GIVEN REQUEST: Repeat word for word the line with "wooden surface, writing" and every line after it until the records below run out.

RECORD EXCERPTS:
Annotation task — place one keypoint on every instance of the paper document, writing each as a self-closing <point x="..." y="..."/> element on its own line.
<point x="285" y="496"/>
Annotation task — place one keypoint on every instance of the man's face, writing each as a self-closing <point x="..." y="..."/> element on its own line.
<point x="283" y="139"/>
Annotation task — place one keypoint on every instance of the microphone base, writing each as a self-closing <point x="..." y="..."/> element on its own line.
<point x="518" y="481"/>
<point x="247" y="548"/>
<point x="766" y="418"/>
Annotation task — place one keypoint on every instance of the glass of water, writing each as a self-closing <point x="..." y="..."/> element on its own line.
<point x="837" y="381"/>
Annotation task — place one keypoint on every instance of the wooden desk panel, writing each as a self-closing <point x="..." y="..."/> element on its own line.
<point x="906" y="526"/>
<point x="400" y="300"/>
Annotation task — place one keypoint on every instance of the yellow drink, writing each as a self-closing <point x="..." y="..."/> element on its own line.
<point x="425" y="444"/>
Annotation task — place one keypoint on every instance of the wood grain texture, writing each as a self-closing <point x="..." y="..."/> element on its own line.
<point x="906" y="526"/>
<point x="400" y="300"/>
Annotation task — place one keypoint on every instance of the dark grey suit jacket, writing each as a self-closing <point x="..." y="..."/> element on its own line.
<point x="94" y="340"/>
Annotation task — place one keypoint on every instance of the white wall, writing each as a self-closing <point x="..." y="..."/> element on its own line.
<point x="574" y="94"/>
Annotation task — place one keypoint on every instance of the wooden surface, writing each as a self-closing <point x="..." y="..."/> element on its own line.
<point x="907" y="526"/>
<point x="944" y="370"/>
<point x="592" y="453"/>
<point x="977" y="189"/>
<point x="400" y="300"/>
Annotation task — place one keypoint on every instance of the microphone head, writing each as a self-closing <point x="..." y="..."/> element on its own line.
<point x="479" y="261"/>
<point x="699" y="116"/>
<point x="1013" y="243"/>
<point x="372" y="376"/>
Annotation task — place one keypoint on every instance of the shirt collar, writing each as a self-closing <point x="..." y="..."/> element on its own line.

CORRECT RESPONSE:
Annotation task — place one keypoint on every instance of the wooden surface, writing each as a self-closing <point x="..." y="..."/> element on its own line.
<point x="907" y="526"/>
<point x="944" y="370"/>
<point x="592" y="453"/>
<point x="977" y="189"/>
<point x="400" y="300"/>
Annotation task — place one keypoint on every instance of the microphone head, writing each as a self-closing <point x="..." y="..."/> element on its own line.
<point x="479" y="261"/>
<point x="699" y="116"/>
<point x="1013" y="243"/>
<point x="372" y="376"/>
Annotation task — place one keypoint on every instance of the shirt collar, writing each as a self-closing <point x="..." y="..."/> element on its own line.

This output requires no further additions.